● **WORK ORDER**
An exact, complete copy of the lines below is the expected answer.

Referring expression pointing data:
^^^^
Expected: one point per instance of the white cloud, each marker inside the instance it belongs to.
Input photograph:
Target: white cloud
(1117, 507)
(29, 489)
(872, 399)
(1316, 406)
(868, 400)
^^^^
● **TASK RESULT**
Expected: one point per instance of the white cloud, each marker inside the instance it belongs to.
Input photograph:
Target: white cloud
(1117, 507)
(29, 489)
(872, 399)
(1316, 406)
(868, 400)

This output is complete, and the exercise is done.